The entries are to be given again in full. Every word must match.

▸ **Material provided**:

>>>

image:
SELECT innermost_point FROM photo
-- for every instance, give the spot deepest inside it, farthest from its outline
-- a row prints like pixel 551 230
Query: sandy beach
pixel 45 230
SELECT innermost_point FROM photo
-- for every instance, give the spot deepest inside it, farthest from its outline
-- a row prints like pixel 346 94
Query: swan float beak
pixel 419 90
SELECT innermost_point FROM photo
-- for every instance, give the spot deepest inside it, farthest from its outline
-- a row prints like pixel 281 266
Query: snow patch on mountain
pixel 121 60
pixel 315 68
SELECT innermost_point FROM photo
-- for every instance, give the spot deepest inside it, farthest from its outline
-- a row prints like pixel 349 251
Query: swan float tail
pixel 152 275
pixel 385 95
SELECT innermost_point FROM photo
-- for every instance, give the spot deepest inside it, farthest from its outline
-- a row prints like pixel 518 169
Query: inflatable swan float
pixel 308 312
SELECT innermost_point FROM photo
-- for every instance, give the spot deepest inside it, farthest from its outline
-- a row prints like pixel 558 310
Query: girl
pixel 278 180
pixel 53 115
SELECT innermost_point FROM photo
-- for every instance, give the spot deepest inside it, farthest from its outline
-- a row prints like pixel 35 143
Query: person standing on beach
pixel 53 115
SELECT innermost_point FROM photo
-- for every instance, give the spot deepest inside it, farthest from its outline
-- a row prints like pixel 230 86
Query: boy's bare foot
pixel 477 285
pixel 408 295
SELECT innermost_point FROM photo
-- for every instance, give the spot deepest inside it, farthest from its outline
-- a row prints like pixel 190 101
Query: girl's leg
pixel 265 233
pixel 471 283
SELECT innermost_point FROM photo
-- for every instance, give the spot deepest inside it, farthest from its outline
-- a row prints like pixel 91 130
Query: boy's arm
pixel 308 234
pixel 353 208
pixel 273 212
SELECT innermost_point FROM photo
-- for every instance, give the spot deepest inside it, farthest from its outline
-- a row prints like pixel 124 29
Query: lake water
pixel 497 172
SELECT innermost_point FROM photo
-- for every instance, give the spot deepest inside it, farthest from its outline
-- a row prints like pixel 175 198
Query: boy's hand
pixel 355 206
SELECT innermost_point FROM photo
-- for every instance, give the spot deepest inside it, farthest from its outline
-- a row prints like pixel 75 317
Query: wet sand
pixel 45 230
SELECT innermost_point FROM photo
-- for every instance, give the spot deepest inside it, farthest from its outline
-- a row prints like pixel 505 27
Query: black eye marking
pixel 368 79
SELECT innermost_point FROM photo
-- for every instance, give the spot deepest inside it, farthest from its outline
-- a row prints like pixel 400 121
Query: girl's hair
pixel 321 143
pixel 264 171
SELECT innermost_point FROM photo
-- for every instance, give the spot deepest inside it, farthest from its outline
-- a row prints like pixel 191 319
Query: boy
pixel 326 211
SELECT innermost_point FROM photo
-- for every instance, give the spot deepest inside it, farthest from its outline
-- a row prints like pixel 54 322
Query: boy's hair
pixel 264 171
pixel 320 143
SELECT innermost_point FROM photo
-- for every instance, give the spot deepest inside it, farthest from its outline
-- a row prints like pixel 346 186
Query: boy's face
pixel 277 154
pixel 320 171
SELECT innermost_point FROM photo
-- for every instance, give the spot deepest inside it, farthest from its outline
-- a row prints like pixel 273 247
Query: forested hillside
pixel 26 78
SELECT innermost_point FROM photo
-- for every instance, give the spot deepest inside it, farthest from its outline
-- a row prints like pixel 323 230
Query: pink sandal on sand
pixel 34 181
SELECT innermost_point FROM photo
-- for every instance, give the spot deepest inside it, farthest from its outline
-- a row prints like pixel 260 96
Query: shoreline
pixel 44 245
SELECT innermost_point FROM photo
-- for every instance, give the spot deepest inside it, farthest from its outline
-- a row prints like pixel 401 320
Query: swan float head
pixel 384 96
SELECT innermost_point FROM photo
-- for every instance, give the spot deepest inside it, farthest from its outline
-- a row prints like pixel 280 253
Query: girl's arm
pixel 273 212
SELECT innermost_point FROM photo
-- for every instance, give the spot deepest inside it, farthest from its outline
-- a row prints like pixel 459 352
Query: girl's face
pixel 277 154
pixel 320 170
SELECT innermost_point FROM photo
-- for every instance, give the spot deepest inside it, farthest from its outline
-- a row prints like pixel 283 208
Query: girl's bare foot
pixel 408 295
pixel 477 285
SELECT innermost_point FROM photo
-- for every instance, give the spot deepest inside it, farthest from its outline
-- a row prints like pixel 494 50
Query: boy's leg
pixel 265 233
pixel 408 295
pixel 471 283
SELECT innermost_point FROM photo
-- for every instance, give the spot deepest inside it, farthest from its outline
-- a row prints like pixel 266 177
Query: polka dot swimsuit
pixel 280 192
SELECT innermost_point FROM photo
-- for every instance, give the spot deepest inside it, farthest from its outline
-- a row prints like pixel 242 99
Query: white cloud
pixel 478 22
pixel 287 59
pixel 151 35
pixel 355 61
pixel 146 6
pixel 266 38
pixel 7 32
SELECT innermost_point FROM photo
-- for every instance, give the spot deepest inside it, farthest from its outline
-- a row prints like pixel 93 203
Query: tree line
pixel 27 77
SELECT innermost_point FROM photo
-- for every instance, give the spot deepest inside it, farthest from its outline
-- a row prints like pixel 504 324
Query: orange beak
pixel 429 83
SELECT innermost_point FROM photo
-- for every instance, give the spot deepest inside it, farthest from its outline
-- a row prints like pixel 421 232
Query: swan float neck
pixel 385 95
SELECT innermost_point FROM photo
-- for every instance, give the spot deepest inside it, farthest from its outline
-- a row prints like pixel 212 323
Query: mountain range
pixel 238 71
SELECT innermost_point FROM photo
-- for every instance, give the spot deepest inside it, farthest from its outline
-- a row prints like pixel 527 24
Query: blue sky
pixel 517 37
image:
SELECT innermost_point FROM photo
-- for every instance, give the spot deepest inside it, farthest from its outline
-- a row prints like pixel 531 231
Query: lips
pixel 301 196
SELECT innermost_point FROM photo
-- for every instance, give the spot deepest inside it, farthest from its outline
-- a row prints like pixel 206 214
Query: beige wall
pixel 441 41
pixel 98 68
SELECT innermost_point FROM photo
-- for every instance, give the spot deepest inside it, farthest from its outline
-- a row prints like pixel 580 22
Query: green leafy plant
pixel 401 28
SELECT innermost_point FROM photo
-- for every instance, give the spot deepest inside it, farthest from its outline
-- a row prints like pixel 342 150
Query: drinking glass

<<<

▸ **Answer to this exercise**:
image:
SELECT innermost_point FROM photo
-- for every instance, give the spot deepest inside it, farthest from its outline
-- a row prints like pixel 551 230
Query: sandy beach
pixel 45 230
SELECT innermost_point FROM photo
-- for every instance, give the spot deepest inside it, farthest from its outline
-- a row prints like pixel 346 94
Query: swan float beak
pixel 419 90
SELECT innermost_point FROM photo
-- for every instance, give the spot deepest inside it, farthest from its outline
-- a row prints like pixel 281 266
Query: snow patch on mountain
pixel 121 60
pixel 315 68
SELECT innermost_point FROM photo
-- for every instance, give the spot deepest inside it, farthest from its outline
-- a row prints like pixel 349 251
Query: swan float tail
pixel 152 275
pixel 385 95
SELECT innermost_point FROM photo
-- for every instance, give the spot deepest inside it, farthest from its outline
-- a row prints like pixel 518 169
Query: inflatable swan float
pixel 308 312
SELECT innermost_point FROM photo
-- for every instance, give the spot deepest inside it, farthest from its outline
-- a row prints like pixel 558 310
Query: girl
pixel 278 180
pixel 53 115
SELECT innermost_point FROM photo
-- for every instance, give the spot deepest inside it, farthest from its outline
-- a row prints like pixel 35 143
Query: person standing on beach
pixel 53 115
SELECT innermost_point FROM photo
-- for every instance, give the spot deepest inside it, farthest from its outline
-- a row prints like pixel 230 86
Query: boy's bare foot
pixel 477 285
pixel 408 295
SELECT innermost_point FROM photo
-- for every instance, give the spot deepest inside it, farthest from its outline
-- a row prints like pixel 190 101
Query: girl's leg
pixel 265 233
pixel 471 283
SELECT innermost_point FROM photo
-- for every instance, give the spot deepest inside it, farthest from its outline
-- a row prints like pixel 91 130
Query: boy's arm
pixel 308 234
pixel 353 208
pixel 273 212
SELECT innermost_point FROM photo
-- for every instance, give the spot deepest inside it, farthest from its outline
-- a row prints like pixel 124 29
Query: lake water
pixel 497 172
SELECT innermost_point FROM photo
-- for every instance, give the spot deepest inside it, farthest from its outline
-- a row prints like pixel 175 198
Query: boy's hand
pixel 355 206
SELECT innermost_point FROM photo
-- for every instance, give the spot deepest inside it, farthest from its outline
-- a row prints like pixel 75 317
Query: wet sand
pixel 45 230
SELECT innermost_point FROM photo
-- for every instance, give the spot deepest inside it, farthest from its outline
-- a row prints like pixel 505 27
Query: black eye marking
pixel 368 79
SELECT innermost_point FROM photo
-- for every instance, give the spot deepest inside it, farthest from its outline
-- a row prints like pixel 400 121
Query: girl's hair
pixel 321 143
pixel 264 171
SELECT innermost_point FROM photo
-- for every instance, give the spot deepest inside it, farthest from its outline
-- a row prints like pixel 191 319
Query: boy
pixel 326 211
SELECT innermost_point FROM photo
-- for every instance, give the spot deepest inside it, farthest from its outline
-- a row prints like pixel 54 322
Query: boy's hair
pixel 264 171
pixel 320 143
SELECT innermost_point FROM photo
-- for every instance, give the spot deepest inside it, farthest from its outline
-- a row prints like pixel 346 186
Query: boy's face
pixel 277 154
pixel 320 171
SELECT innermost_point FROM photo
-- for every instance, give the spot deepest inside it, farthest from its outline
-- a row prints like pixel 273 247
Query: forested hillside
pixel 26 78
SELECT innermost_point FROM photo
-- for every instance, give the spot deepest inside it, farthest from its outline
-- a row prints like pixel 323 230
Query: pink sandal on sand
pixel 34 181
SELECT innermost_point FROM photo
-- for every instance, give the spot deepest inside it, farthest from its outline
-- a row prints like pixel 260 96
Query: shoreline
pixel 44 245
SELECT innermost_point FROM photo
-- for every instance, give the spot deepest inside it, farthest from its outline
-- a row prints like pixel 401 320
Query: swan float head
pixel 384 96
SELECT innermost_point FROM photo
-- for every instance, give the spot deepest inside it, farthest from its outline
-- a row prints like pixel 280 253
Query: girl's arm
pixel 273 212
SELECT innermost_point FROM photo
-- for every instance, give the spot deepest inside it, farthest from its outline
-- a row prints like pixel 459 352
Query: girl's face
pixel 277 154
pixel 320 170
SELECT innermost_point FROM photo
-- for every instance, give the spot deepest inside it, farthest from its outline
-- a row prints like pixel 283 208
Query: girl's bare foot
pixel 408 295
pixel 477 285
SELECT innermost_point FROM photo
-- for every instance, give the spot deepest inside it, farthest from its outline
-- a row prints like pixel 494 50
Query: boy's leg
pixel 265 233
pixel 408 295
pixel 471 283
SELECT innermost_point FROM photo
-- for every instance, give the spot deepest inside it, farthest from its outline
-- a row prints like pixel 266 177
Query: polka dot swimsuit
pixel 280 192
SELECT innermost_point FROM photo
-- for every instance, give the spot deepest inside it, farthest from its outline
-- a row prints like pixel 242 99
Query: white cloud
pixel 478 22
pixel 287 59
pixel 151 35
pixel 355 61
pixel 146 6
pixel 266 38
pixel 7 32
SELECT innermost_point FROM photo
-- for every instance, give the spot deepest inside it, farthest from its outline
-- a row prints like pixel 93 203
Query: tree line
pixel 27 77
SELECT innermost_point FROM photo
-- for every instance, give the spot deepest inside it, farthest from its outline
-- a row prints like pixel 504 324
Query: orange beak
pixel 429 83
SELECT innermost_point FROM photo
-- for every instance, give the spot deepest inside it, farthest from its outline
-- a row prints like pixel 421 232
Query: swan float neck
pixel 385 95
SELECT innermost_point FROM photo
-- for every instance, give the spot deepest inside it, farthest from its outline
-- a row prints like pixel 212 323
Query: mountain range
pixel 238 71
SELECT innermost_point FROM photo
-- for every instance, give the spot deepest inside it, farthest from its outline
-- a row prints like pixel 527 24
Query: blue sky
pixel 517 37
image:
SELECT innermost_point FROM photo
-- for every instance, give the spot deepest inside it, farthest from its outline
-- a row prints like pixel 531 231
Query: lips
pixel 301 196
SELECT innermost_point FROM photo
-- for every instance, give the spot deepest inside it, farthest from its outline
-- a row prints like pixel 206 214
Query: beige wall
pixel 441 41
pixel 98 68
SELECT innermost_point FROM photo
-- for every instance, give the spot deepest inside it, farthest from its outline
-- a row prints like pixel 580 22
Query: green leafy plant
pixel 401 28
SELECT innermost_point FROM photo
-- for every instance, give the spot deepest inside it, farthest from its outline
-- a row prints like pixel 342 150
Query: drinking glass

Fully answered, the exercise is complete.